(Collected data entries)
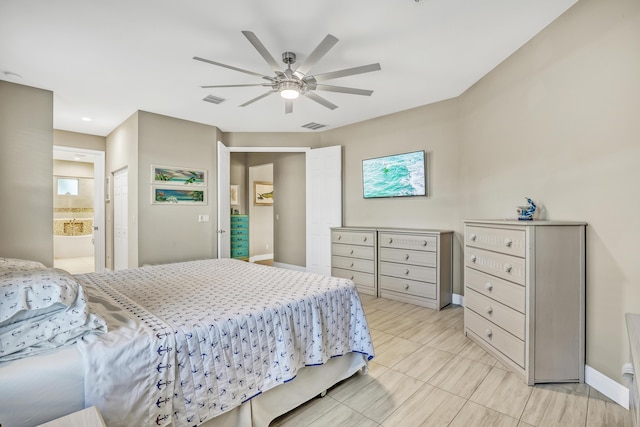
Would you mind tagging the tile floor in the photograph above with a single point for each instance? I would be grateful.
(427, 373)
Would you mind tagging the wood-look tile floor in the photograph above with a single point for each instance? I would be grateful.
(427, 373)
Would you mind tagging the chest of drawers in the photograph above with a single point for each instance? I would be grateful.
(408, 265)
(415, 266)
(239, 236)
(525, 295)
(353, 256)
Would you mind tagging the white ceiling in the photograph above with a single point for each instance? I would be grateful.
(107, 59)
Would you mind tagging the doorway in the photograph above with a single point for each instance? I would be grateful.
(261, 248)
(78, 209)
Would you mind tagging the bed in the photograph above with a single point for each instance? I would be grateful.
(211, 343)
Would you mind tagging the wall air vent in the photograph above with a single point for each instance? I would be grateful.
(313, 126)
(213, 99)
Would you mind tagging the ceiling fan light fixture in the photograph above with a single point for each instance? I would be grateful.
(289, 90)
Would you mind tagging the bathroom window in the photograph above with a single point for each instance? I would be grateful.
(68, 186)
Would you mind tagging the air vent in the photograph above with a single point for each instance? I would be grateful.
(213, 99)
(313, 126)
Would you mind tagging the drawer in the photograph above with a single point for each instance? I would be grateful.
(508, 293)
(359, 278)
(498, 338)
(410, 287)
(419, 242)
(504, 266)
(364, 238)
(507, 318)
(411, 272)
(244, 252)
(506, 241)
(407, 256)
(353, 264)
(354, 251)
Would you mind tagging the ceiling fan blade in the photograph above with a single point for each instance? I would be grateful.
(253, 39)
(320, 100)
(247, 85)
(251, 73)
(321, 50)
(346, 72)
(341, 89)
(288, 106)
(257, 98)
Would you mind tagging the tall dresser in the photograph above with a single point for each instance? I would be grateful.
(524, 291)
(239, 237)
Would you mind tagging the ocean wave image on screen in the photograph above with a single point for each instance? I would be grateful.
(394, 176)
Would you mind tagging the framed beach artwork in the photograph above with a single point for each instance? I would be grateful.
(233, 193)
(178, 176)
(262, 193)
(161, 195)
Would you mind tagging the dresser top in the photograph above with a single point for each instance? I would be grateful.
(393, 230)
(535, 222)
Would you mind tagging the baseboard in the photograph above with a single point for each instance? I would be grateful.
(605, 385)
(289, 266)
(260, 257)
(457, 299)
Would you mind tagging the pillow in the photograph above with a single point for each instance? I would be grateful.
(30, 293)
(41, 310)
(15, 264)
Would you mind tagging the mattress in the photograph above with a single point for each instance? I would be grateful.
(190, 342)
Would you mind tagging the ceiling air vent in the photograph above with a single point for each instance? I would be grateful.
(313, 126)
(213, 99)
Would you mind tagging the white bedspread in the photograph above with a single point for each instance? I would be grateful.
(193, 340)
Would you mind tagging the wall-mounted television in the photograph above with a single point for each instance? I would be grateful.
(399, 175)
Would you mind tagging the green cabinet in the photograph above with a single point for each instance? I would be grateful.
(240, 237)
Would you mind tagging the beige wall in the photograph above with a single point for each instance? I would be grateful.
(26, 168)
(172, 232)
(121, 153)
(79, 140)
(558, 121)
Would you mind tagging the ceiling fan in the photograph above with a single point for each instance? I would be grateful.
(293, 83)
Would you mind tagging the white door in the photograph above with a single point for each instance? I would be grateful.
(324, 205)
(224, 202)
(120, 220)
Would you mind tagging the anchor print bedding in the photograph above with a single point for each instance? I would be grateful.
(190, 341)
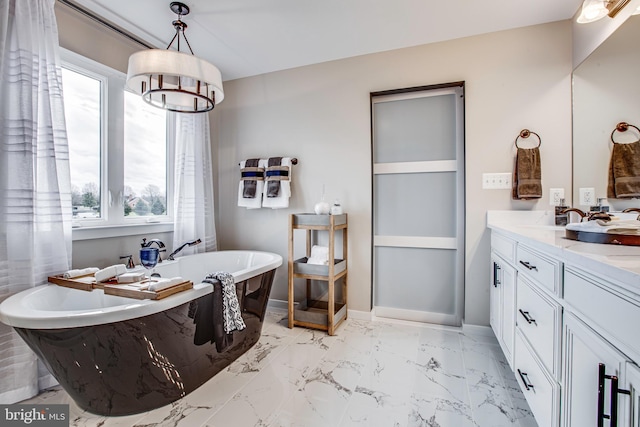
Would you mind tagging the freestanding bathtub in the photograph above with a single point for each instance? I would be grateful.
(120, 356)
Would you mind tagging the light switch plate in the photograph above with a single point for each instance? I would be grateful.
(587, 197)
(496, 181)
(555, 194)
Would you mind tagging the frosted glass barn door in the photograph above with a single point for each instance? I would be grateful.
(418, 205)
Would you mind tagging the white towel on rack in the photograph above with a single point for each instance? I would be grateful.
(282, 200)
(253, 202)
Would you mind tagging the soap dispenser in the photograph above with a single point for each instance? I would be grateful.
(600, 207)
(562, 217)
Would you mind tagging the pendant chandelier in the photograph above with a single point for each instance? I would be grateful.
(174, 80)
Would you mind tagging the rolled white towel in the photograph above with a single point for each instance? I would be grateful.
(319, 255)
(165, 283)
(79, 272)
(110, 272)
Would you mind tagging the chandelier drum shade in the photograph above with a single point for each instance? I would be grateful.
(174, 80)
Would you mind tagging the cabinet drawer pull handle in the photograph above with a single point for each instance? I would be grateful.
(525, 380)
(527, 317)
(614, 391)
(528, 265)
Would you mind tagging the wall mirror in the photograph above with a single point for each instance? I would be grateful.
(606, 91)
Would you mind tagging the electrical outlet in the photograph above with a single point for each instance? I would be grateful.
(587, 197)
(555, 194)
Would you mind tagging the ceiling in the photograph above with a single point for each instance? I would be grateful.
(250, 37)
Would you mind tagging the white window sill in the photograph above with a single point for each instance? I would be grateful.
(103, 232)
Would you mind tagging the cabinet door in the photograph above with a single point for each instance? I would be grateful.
(586, 402)
(495, 298)
(633, 385)
(508, 311)
(503, 304)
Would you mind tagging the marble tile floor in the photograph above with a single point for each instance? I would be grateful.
(369, 374)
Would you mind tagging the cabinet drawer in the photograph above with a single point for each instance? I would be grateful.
(538, 318)
(544, 271)
(613, 314)
(504, 247)
(540, 390)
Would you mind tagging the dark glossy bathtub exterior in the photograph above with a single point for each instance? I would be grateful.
(144, 363)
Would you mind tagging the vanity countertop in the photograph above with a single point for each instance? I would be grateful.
(533, 228)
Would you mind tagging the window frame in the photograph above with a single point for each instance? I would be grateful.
(113, 222)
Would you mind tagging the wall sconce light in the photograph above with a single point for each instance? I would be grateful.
(594, 10)
(174, 80)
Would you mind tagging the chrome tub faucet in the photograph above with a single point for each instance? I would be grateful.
(193, 243)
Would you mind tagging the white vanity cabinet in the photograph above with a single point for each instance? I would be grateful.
(503, 294)
(588, 394)
(577, 328)
(633, 385)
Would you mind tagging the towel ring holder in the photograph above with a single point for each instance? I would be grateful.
(623, 127)
(526, 133)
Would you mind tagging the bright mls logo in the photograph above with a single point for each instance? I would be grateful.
(34, 415)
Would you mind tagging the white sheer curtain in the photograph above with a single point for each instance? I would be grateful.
(35, 195)
(193, 190)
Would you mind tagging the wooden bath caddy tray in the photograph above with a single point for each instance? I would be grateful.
(112, 287)
(132, 291)
(606, 238)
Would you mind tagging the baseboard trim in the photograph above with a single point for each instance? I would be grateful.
(360, 315)
(278, 304)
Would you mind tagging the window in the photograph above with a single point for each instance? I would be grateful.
(119, 153)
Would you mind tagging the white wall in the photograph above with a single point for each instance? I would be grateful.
(321, 115)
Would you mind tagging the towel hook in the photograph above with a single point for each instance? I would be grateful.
(622, 127)
(526, 133)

_Goal of the exercise_
Could you transcribe the records above exactly, leaving out any pictures?

_Finished exercise_
Would you mind tagging the tile floor in the photograph above with a single point for each instance? I would be grateful.
(427, 373)
Would you mind tagging the wood-look tile floor in the photograph above with a single point for each instance? I would be grateful.
(427, 373)
Would you mind tagging the chest of drawers in the photograph above with a single point for each instance? I would be grateful.
(408, 265)
(415, 266)
(239, 236)
(525, 295)
(353, 256)
Would you mind tagging the white ceiling in the photograph above with a single point for each instance? I would be grateful.
(107, 59)
Would you mind tagging the doorway in the photograph above with a single point for each instance? I would be grateful.
(261, 248)
(78, 209)
Would you mind tagging the bed in the photograph above with a single point for each instance? I would be grateful.
(211, 343)
Would you mind tagging the wall air vent in the photograph above with a single point for each instance? I would be grateful.
(313, 126)
(213, 99)
Would you mind tagging the ceiling fan light fixture in the photograph above with a single point for each instance? I would be grateful.
(289, 90)
Would you mind tagging the bathroom window in the photograph above with a single point for each instance? I would be grateful.
(68, 186)
Would you mind tagging the air vent in the photograph above with a single point for each instance? I would be grateful.
(213, 99)
(313, 126)
Would you mind tagging the drawer in the photograph above with a single point for each instance? I would be grateful.
(508, 293)
(359, 278)
(498, 338)
(410, 287)
(419, 242)
(504, 266)
(364, 238)
(507, 318)
(411, 272)
(244, 252)
(506, 241)
(407, 256)
(353, 264)
(354, 251)
Would you mind tagging the ceiling fan blade in the photograph above with a single point for each instance? I would be grateful.
(253, 39)
(320, 100)
(247, 85)
(251, 73)
(321, 50)
(346, 72)
(341, 89)
(288, 106)
(257, 98)
Would you mind tagging the tall dresser in the photograph above with a single point for each instance? I would be grateful.
(524, 291)
(239, 237)
Would you mind tagging the ocean wave image on screen in the photograph above with a single point for each instance? I would be grateful.
(394, 176)
Would you mind tagging the framed beach artwork in the photograph above with a single point for each instance? I would be grateful.
(233, 193)
(178, 176)
(262, 193)
(161, 195)
Would you mind tagging the dresser top in the photograph above with a single point for each instance? I would be grateful.
(393, 230)
(535, 222)
Would you mind tagging the baseboard in the photograph above with a single point for each instance? I would be grateful.
(605, 385)
(289, 266)
(260, 257)
(457, 299)
Would you mind tagging the pillow in the photograph above with a single point for each instance? I would be grateful.
(30, 293)
(41, 310)
(15, 264)
Would you mind tagging the mattress in the photograph above with a single point for each instance? I would be grateful.
(190, 342)
Would you mind tagging the ceiling air vent in the photograph above with a single point for each instance? I would be grateful.
(313, 126)
(213, 99)
Would you mind tagging the white bedspread in the photograph above with a single point for each instance? I would be grateful.
(193, 340)
Would you mind tagging the wall-mounted television in the photograph above with a single point for each instance? I would be grateful.
(399, 175)
Would you mind tagging the green cabinet in the photograph above with a single point for each instance? I would be grateful.
(240, 237)
Would you mind tagging the beige wall in the photograph above with a single point for each instance? I would be grateful.
(26, 168)
(172, 232)
(121, 153)
(79, 140)
(558, 121)
Would you mind tagging the ceiling fan in the photograph above with a single point for each instance? I would be grateful.
(293, 83)
Would you mind tagging the white door in the photograph above with a single point for each instance? I would be grateful.
(324, 205)
(224, 202)
(120, 220)
Would you mind tagging the anchor print bedding in the photograph above with a single point for each instance? I would be grateful.
(190, 341)
Would you mind tagging the freestanding bathtub in the photograph above with a single point for each instance? I would be grateful.
(120, 356)
Would you mind tagging the light switch plate in the photograph above with a single point for each instance? I would be grateful.
(587, 197)
(496, 181)
(555, 194)
Would you mind tagging the frosted glass barn door in the photograph above with a single point for each instance? I would be grateful.
(418, 205)
Would you mind tagging the white towel on rack in the photograph above with a single point for each instance? I would be grateful.
(282, 200)
(253, 202)
Would you mind tagging the soap dispenser in the photograph above with a single point for each instance? I would be grateful.
(600, 207)
(562, 217)
Would you mind tagging the pendant chandelier in the photograph above with a single point for each instance? I would be grateful.
(174, 80)
Would you mind tagging the rolled white towel in the photograph above with a single point for each instance? I would be grateful.
(319, 255)
(165, 283)
(79, 272)
(110, 272)
Would you mind tagging the chandelier drum shade in the photograph above with a single point for each instance? I would be grateful.
(174, 80)
Would you mind tagging the cabinet drawer pull handle in the photograph above with a single point for each instance? I would be grateful.
(525, 380)
(527, 317)
(614, 391)
(528, 265)
Would you mind tagging the wall mirror in the photograph above with a single point for each instance? I would be grateful.
(606, 91)
Would you mind tagging the electrical outlet in the photograph above with a single point for each instance? I would be grateful.
(587, 197)
(555, 194)
Would you mind tagging the ceiling in the photograph above with a single point for each instance? I would be grateful.
(250, 37)
Would you mind tagging the white window sill in the photograph above with a single point for each instance? I would be grateful.
(103, 232)
Would you mind tagging the cabinet door in the photograph above with a single point for each instance? I would be grateful.
(586, 402)
(495, 298)
(633, 385)
(508, 311)
(503, 304)
Would you mind tagging the marble tile floor in the photograph above with a single point for each instance? I would be grateful.
(369, 374)
Would you mind tagging the cabinet drawer in the photograph above with a single point for each instance? I would be grateful.
(538, 318)
(544, 271)
(613, 314)
(504, 247)
(540, 390)
Would you mind tagging the dark glossy bathtub exterior in the photograph above with a single point for each instance? I would be grateful.
(144, 363)
Would you mind tagging the vanity countertop in the photograph above with a single point for each instance? I would be grateful.
(533, 228)
Would you mind tagging the window frame in the photograph above with a single point for each instance? I would be grateful.
(113, 222)
Would you mind tagging the wall sconce light in the photograph above with a single point for each instance? I would be grateful.
(594, 10)
(174, 80)
Would you mind tagging the chrome tub faucet in the photograph above with a single point for each instance? I would be grateful.
(193, 243)
Would you mind tagging the white vanity cabinet in the photograph above with a single point for each instance? I would be grateful.
(503, 294)
(588, 394)
(577, 328)
(633, 385)
Would you mind tagging the towel ring holder in the photograph above with a single point for each instance? I would be grateful.
(623, 127)
(526, 133)
Would you mind tagging the bright mls logo in the photograph above with a single point for each instance? I would be grateful.
(34, 415)
Would you mind tagging the white sheer curtain in the photograph above with a single point for each instance? I would be grateful.
(35, 195)
(193, 190)
Would you mind tagging the wooden bath caddy tray in the photograph above with a single point for each instance? I would be grateful.
(112, 287)
(132, 291)
(606, 238)
Would you mind tagging the baseboard trim in the photograph above with a single point for each instance? I would be grateful.
(360, 315)
(278, 304)
Would you mind tagging the window in the photograph above with a single point for each instance? I would be grateful.
(119, 153)
Would you mind tagging the white wall in the photograph above with a single point for each instance? I would be grateful.
(321, 115)
Would you mind tagging the towel hook in the photograph above with a single point for each instance? I would be grateful.
(622, 127)
(526, 133)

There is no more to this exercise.